Records excerpted from a collection:
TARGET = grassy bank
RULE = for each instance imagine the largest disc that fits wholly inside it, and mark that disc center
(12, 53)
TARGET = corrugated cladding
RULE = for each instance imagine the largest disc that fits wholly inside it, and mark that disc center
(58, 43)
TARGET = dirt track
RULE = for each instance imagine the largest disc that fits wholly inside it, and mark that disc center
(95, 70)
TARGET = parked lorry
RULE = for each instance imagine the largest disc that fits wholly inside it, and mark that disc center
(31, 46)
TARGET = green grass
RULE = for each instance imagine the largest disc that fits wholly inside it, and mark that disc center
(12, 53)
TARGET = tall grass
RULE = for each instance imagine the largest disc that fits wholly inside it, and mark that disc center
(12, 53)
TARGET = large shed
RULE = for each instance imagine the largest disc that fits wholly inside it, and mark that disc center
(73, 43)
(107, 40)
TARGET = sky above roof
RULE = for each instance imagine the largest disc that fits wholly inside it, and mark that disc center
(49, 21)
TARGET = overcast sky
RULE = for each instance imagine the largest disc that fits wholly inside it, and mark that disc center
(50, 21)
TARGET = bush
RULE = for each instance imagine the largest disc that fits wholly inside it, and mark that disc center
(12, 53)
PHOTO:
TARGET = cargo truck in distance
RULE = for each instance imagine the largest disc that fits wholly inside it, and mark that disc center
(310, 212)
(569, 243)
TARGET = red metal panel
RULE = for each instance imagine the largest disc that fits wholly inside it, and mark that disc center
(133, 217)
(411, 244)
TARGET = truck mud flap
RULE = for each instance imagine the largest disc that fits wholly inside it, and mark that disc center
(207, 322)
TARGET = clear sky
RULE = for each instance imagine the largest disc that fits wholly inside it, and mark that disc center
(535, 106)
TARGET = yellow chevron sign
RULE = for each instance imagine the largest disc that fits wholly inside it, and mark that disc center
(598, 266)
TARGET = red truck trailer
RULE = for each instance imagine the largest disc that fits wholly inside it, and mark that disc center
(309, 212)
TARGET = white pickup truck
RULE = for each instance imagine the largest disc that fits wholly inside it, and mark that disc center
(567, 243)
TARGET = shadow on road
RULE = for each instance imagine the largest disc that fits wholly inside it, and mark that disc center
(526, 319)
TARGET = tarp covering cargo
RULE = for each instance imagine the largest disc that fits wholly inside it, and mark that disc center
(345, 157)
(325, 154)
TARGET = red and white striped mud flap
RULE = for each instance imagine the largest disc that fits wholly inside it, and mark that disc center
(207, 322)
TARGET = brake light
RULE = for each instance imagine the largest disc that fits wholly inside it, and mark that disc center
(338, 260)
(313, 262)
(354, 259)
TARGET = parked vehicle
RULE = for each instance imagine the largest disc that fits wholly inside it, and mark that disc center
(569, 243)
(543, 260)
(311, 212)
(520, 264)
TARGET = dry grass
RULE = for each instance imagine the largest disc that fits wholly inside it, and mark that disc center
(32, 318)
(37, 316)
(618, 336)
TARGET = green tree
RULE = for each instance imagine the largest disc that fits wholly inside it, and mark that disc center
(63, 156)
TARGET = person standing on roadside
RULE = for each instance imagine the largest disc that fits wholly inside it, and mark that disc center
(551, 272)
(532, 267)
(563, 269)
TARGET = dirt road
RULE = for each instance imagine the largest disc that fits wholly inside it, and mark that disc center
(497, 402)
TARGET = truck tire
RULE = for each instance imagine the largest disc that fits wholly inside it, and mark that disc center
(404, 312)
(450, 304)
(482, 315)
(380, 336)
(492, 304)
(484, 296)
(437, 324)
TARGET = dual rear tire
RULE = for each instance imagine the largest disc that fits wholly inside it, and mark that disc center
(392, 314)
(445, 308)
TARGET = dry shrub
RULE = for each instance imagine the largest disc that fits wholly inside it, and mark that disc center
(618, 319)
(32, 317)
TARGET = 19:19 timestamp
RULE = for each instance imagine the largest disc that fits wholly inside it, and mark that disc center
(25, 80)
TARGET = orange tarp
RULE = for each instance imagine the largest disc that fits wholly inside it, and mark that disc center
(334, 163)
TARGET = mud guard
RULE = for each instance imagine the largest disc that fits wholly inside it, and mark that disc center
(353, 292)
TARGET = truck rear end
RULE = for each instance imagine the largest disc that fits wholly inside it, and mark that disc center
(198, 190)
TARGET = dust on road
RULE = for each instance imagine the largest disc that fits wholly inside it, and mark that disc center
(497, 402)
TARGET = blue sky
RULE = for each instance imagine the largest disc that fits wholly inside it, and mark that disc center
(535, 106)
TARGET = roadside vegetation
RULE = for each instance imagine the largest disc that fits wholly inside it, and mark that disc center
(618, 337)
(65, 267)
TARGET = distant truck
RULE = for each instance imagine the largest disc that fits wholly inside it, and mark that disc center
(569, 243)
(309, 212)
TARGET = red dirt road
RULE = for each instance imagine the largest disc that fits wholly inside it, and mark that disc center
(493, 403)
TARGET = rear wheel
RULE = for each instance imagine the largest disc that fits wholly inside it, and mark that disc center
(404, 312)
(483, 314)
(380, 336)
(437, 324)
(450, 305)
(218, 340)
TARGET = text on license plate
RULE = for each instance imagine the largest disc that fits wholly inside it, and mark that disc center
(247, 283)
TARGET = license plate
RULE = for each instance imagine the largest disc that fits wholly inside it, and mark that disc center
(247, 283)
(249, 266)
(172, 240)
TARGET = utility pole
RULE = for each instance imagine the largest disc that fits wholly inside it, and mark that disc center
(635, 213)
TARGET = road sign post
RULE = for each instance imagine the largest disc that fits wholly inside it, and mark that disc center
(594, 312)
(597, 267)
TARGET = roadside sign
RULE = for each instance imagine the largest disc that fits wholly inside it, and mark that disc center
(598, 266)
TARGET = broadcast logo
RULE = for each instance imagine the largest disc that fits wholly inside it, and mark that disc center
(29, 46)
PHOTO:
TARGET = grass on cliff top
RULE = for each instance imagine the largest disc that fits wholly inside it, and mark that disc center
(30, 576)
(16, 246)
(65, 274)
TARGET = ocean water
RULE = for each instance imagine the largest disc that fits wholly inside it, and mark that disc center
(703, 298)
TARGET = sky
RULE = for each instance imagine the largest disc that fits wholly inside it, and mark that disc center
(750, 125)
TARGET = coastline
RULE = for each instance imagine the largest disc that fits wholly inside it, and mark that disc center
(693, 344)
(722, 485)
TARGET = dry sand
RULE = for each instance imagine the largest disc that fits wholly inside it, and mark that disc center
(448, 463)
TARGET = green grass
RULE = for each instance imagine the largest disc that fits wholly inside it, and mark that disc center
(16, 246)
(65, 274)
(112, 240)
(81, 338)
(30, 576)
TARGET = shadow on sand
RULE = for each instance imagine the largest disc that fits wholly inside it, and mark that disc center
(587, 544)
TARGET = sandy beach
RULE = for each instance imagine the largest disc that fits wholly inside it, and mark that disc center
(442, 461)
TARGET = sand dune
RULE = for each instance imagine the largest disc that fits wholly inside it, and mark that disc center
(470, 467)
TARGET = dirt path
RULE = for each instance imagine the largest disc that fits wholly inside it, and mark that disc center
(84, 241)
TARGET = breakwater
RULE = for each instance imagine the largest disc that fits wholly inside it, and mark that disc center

| Given instruction |
From the line that contains "TARGET = ocean water" to the last line of the material above, repeat every line exactly, keeping both the first and the last.

| Result |
TARGET = ocean water
RULE = for each instance imagine the largest disc that fits wholly inside it, and mark that disc center
(703, 298)
TARGET = sky
RULE = for each instance imagine the largest disc that fits wholly inside it, and mark that disc center
(750, 125)
TARGET = coastline
RULE = for each instance imagine the largest disc that fits wholly inside it, and mark that disc center
(693, 344)
(722, 485)
TARGET = dry sand
RULE = for each instance imagine the largest disc that fits wholly inside it, and mark that disc center
(448, 463)
TARGET = green grass
RULE = for each instance imagine the largest disc that fits wholly inside it, and mark that disc center
(16, 246)
(65, 274)
(112, 240)
(81, 338)
(30, 576)
TARGET = shadow on sand
RULE = for each instance imagine the largest disc that fits wholly inside it, and mark that disc center
(587, 544)
TARGET = sandy beach
RULE = for each instance imagine the largest disc that fits wholly inside it, and mark that disc center
(442, 461)
TARGET = sand dune
RULE = for each instance imagine the largest disc that fits wholly inside it, and mark that disc center
(470, 467)
TARGET = dirt path
RULE = for each instance imagine the largest disc that fits wholly inside it, and mark that disc center
(84, 241)
TARGET = breakwater
RULE = for each instance imagine the largest disc that fits wholly inside it, and mark that disc center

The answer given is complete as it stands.